EOBV is perfect as it is. It doesn’t need a H on the end. It stands for End Of Boil Volume. The wort will be hot at the end of the boil. In fact it will be 100C so there is no need for an H on the end. EOBV is simple and needs no explanation. It is what it says.

EOBV-A is the complete opposite. It doesn’t mean what it says. There are many contradictions and anomalies in EOBV-A. You can consequently explain it as many times as you like to someone and it still makes no sense. Until that person finally accepts that it doesn’t mean what it says, he will remain confused. It is a code word for something. That kind of code word, if used during war time would have easily defeated the enemy.

EOBV-A stands for End Of Boil Volume-Ambient. What does that mean? It never has made any sense to me, although I think I know what it is intended to mean.

EOBV-A is supposed to mean the volume of the wort once it has finished the boil and is cooled to ambient temperature.

The first problem I have is the EOB (End Of Boil) part, since once the wort has cooled to ambient temperature, it is definitely no longer at the end of the boil. If it were no-chilled it could be the next day. The word “Boiled” could replace those three words and would need no explanation. “Boiled” is in the past tense, meaning the boil has finished, it is completed, it doesn’t mean it is still boiling, or anything else. It means that the wort has finished being boiled.

I see no problem with V for Volume. That one is self-explanatory and essential.

I don’t like the A for Ambient. The word Ambient on its own could mean 101 different things…ambient humidity, ambient lighting. If it is used I think it should be AT for Ambient Temperature. Then it becomes self-explanatory and doesn’t need endless explanation.

DATA SHOWN →
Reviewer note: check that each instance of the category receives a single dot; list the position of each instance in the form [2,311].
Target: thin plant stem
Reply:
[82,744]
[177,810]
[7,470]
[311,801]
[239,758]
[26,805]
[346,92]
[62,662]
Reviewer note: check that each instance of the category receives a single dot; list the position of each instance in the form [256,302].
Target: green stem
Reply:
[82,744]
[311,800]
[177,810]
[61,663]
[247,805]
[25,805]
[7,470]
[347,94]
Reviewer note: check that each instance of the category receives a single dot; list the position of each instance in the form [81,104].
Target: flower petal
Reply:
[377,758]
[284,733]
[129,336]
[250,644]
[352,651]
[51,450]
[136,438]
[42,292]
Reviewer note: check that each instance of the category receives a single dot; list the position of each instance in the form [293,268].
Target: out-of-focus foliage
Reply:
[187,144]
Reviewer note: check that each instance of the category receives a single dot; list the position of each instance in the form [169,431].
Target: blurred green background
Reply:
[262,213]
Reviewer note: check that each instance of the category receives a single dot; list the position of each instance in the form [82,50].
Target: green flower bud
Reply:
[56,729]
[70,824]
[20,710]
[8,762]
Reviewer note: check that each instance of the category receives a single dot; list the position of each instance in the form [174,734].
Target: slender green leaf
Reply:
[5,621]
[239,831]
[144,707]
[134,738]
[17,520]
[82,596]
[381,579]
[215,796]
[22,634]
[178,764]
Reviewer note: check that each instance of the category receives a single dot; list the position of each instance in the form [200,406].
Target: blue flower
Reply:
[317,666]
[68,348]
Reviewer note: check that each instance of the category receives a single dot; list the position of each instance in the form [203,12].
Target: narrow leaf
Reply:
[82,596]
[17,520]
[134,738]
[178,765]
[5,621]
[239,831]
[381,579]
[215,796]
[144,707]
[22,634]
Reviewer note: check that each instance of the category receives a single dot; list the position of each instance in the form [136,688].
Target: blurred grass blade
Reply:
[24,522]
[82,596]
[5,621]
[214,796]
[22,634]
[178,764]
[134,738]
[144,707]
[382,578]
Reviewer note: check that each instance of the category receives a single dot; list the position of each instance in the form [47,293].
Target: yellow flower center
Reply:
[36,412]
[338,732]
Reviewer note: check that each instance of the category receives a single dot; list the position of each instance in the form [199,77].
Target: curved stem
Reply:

PROBLEM DESCRIPTION → Please answer from the text about EOBV: what does EOBV-A stand for?

WRITTEN ANSWER → End Of Boil Volume-Ambient.